Work to complete —
Pick out every line in the records below that contains the string "bounding", and treat uppercase and lowercase as different.

## Start Supplied records

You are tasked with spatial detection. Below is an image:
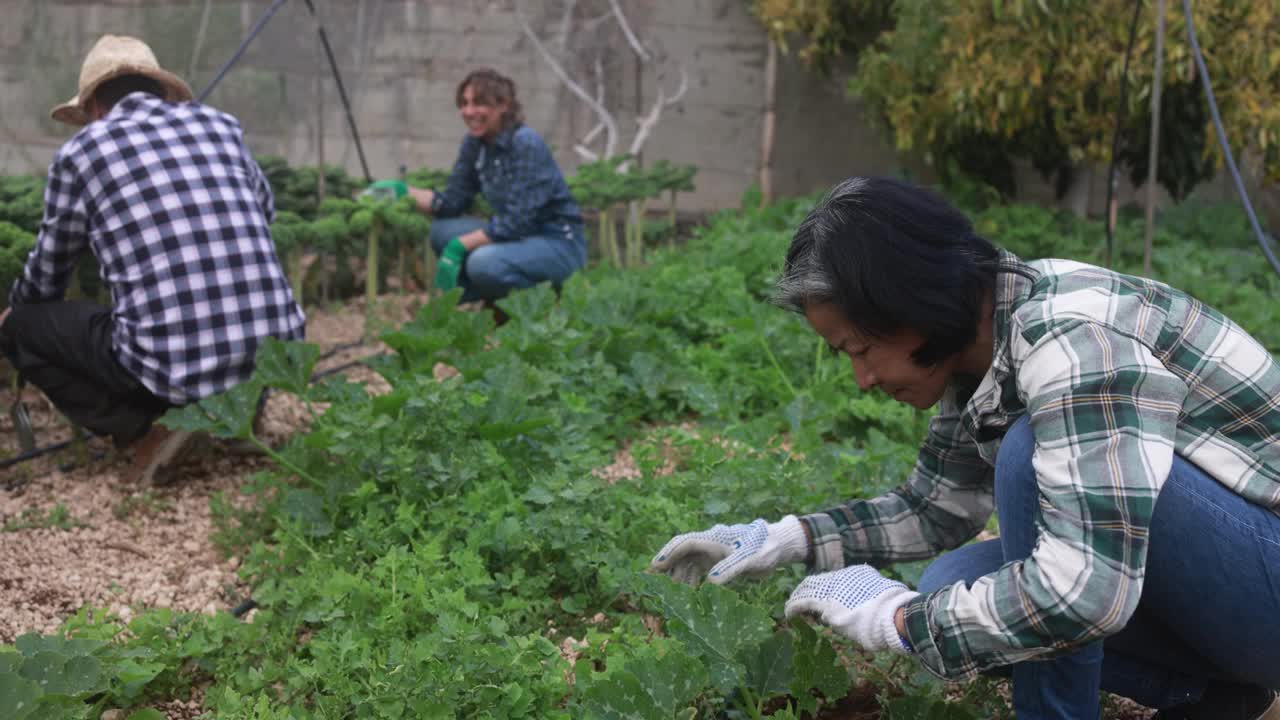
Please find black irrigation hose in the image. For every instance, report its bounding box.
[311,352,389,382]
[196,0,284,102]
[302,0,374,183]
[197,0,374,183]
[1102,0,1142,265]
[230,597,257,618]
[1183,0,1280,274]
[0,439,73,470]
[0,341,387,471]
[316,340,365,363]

## End Supplied records
## Start Supplied records

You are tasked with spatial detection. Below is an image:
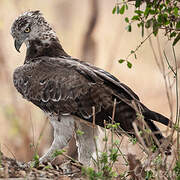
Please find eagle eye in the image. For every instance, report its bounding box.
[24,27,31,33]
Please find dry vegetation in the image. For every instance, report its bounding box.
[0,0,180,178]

## End Supplied records
## Start Supplied records

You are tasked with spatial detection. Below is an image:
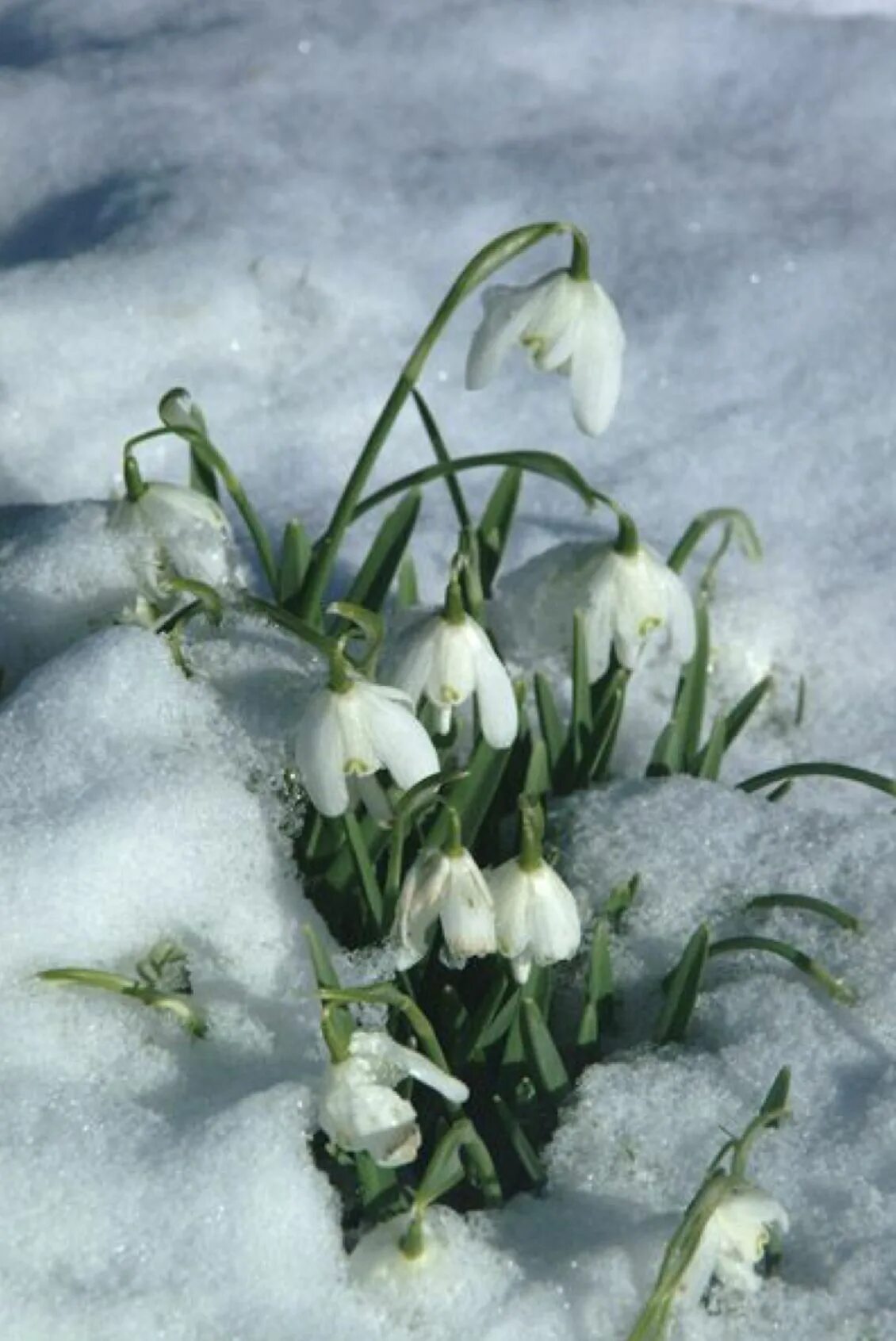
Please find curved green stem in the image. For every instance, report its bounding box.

## End Supplied records

Expected answer —
Please find black irrigation hose in the image. For every instance, report its bounding box.
Please find eagle eye in the image. For every instance, report its bounding box.
Please find dry vegetation in the image. For every instance, report its bounding box.
Please find curved green stem in the image. For every instance, report its bounding box.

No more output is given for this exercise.